Forese Donati

poeta italiano

Forese Donati (Firenze, 1250 circa – Firenze, luglio 1296) è stato un poeta italiano. Amico di Dante Alighieri, è con costui protagonista della celebre tenzone e dei canti XXIII e XXIV del Purgatorio.

Dante e Virgilio incontrano Forese Donati (Gustave Doré)

Biografia modifica

Famiglia modifica

Forese Donati (soprannominato Bicci novello per distinguerlo dal nonno paterno che portava lo stesso nome e forse anche lo stesso soprannome[1]), era figlio di Simone di Forese e di Contessa, detta "Tessa", di cui si ignora la provenienza familiare[2]. Ebbe come fratelli Corso Donati, capo dei guelfi neri a Firenze, Piccarda Donati, che Dante Alighieri collocò nel Cielo della Luna[3], e tali Ravenna e Sinibaldo, i cui nomi ci sono pervenuti soltanto attraverso documenti storici[2]. Era inoltre imparentato con Dante Alighieri, in quanto Forese era cugino di terzo grado[4] di Gemma Donati, moglie del Sommo Poeta.[2]

Il matrimonio e la morte modifica

Della vita di Forese, oltre all'ascendenza magnatizia, si sa molto poco: in un anno imprecisato, si sposò con una tale Nella[5] da cui ebbe una figlia, Ghita, andata in sposa a Mozzino di Andrea de' Mozzi[2]; a causa dei provvedimenti antimagnatizi instaurati da Giano della Bella (gli Ordinamenti di giustizia), Forese non poté partecipare attivamente alla vita politica cittadina[2]. Morì relativamente giovane (se si suppone che nacque intorno alla metà del XIII secolo[3]) nel luglio 1296, venendo poi sepolto il 28 di quel mese[1] nella chiesa di Santa Reparata[2].

Citazioni nella letteratura modifica

La dantesca Tenzone con Forese Donati modifica

Se del Forese "storico" conosciamo poco, di quello "letterario", invece, ricaviamo un'immagine molto più nitida, grazie soprattutto all'opera letteraria dell'amico e parente Dante Alighieri. Il primo testo in cui Forese compare è la celebre Tenzone, composta da sei sonetti (tre per ciascuno dei due disputanti) e composti presumibilmente tra il 1293 e il 1296[6]. In questa tenzone, costruita secondo la convenzione ed i moduli stilistici della poesia comico-realistica del tempo[6], i due poeti si rinfacciano a vicenda difetti e bassezze di ogni tipo, utilizzando espressioni gergali, se non addirittura scurrili: Dante rinfaccia a Forese la scarsa prestanza sessuale, i debiti, l'ingordigia alimentare, le abitudini violente e la nascita incerta; Forese rimprovera a Dante uno stato di povertà e di accattonaggio, le sue origini e il mestiere di usuraio del padre Alighiero[1][7]. Riguardo alla veridicità della Tenzone, citata per la prima volta dall'Anonimo Fiorentino, si schierò contro Domenico Guerri, che la considerava un falso[2]. A favore dell'autenticità della tenzone, si schierarono invece Michele Barbi e Gianfranco Contini[1][2].

::::::

**CONSEGNA 1:** Secondo il brano, in quale chiesa fu sepolto Forese Donati?
**CONSEGNA 2:** Trascrivi dal brano tutto il testo che va da "Il matrimonio e" fino a "di Santa Reparata[2].".
**CONSEGNA 3:** Quali fratelli e sorelle di Forese Donati sono nominati nel brano? Elencali tutti.

**ELENCO DELLE RIGHE:**

::::::

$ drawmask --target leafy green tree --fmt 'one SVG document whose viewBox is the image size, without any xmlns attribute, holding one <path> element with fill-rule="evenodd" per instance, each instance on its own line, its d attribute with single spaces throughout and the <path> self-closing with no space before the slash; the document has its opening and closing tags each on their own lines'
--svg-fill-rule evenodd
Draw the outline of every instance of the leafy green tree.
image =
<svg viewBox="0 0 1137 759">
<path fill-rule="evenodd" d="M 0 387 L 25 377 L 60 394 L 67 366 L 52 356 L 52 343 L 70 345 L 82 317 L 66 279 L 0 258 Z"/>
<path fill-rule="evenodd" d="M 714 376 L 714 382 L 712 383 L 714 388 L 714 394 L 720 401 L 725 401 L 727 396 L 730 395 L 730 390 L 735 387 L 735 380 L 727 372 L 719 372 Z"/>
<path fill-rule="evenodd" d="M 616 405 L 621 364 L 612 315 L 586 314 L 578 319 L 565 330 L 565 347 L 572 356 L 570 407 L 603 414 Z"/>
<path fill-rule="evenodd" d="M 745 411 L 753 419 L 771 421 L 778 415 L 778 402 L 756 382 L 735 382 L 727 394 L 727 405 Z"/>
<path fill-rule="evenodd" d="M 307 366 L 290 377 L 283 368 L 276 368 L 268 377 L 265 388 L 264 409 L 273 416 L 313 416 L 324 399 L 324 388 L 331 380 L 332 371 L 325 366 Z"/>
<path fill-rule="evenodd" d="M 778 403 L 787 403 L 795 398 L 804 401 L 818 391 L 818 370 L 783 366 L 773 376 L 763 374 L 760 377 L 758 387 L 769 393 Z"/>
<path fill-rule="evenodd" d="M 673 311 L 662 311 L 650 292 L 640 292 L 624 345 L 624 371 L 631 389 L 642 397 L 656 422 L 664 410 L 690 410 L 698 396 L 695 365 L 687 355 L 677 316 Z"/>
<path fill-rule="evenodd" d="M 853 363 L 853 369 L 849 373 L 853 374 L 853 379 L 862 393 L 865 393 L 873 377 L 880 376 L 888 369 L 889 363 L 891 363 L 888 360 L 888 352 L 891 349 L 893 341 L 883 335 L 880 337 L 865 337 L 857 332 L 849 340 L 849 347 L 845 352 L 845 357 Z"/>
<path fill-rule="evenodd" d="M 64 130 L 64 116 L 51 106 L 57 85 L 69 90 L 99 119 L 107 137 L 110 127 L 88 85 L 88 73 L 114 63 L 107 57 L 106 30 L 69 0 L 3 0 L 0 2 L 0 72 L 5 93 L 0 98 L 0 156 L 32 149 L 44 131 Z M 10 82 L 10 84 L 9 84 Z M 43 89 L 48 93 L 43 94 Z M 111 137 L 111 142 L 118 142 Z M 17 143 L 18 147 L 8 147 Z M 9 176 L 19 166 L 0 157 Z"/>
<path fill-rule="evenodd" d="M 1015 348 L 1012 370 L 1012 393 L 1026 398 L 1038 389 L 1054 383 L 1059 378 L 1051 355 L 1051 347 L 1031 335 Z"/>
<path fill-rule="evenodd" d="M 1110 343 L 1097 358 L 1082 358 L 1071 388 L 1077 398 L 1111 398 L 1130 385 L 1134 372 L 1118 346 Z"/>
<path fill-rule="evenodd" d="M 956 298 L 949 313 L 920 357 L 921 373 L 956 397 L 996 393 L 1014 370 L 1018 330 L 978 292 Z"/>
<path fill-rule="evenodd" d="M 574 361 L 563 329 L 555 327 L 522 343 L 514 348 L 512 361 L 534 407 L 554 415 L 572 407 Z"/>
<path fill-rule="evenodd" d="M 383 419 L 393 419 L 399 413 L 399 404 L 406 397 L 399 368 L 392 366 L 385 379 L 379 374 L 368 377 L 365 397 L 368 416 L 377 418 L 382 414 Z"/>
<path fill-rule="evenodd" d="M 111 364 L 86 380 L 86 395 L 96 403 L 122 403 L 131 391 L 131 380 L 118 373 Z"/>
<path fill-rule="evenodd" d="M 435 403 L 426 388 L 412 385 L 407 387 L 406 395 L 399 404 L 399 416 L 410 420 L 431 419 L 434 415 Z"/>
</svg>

::::::

**RISPOSTA DELL'ESERCIZIO 1:** Nella chiesa di Santa Reparata.

**RISPOSTA DELL'ESERCIZIO 2:**
Il matrimonio e la morte modifica

Della vita di Forese, oltre all'ascendenza magnatizia, si sa molto poco: in un anno imprecisato, si sposò con una tale Nella[5] da cui ebbe una figlia, Ghita, andata in sposa a Mozzino di Andrea de' Mozzi[2]; a causa dei provvedimenti antimagnatizi instaurati da Giano della Bella (gli Ordinamenti di giustizia), Forese non poté partecipare attivamente alla vita politica cittadina[2]. Morì relativamente giovane (se si suppone che nacque intorno alla metà del XIII secolo[3]) nel luglio 1296, venendo poi sepolto il 28 di quel mese[1] nella chiesa di Santa Reparata[2].

**RISPOSTA DELL'ESERCIZIO 3:** Corso Donati, Piccarda Donati, Ravenna, Sinibaldo